RECORDED DATA:
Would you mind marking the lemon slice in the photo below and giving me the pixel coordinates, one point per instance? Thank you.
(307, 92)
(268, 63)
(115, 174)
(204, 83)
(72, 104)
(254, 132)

WORK TO COMPLETE: Repeat every line of the records above without changing anything.

THE RESULT:
Would you mind marking the lemon slice in the photo below and giving me the pixel coordinates, one point per instance? Thank you.
(307, 92)
(268, 63)
(115, 174)
(204, 83)
(72, 104)
(254, 132)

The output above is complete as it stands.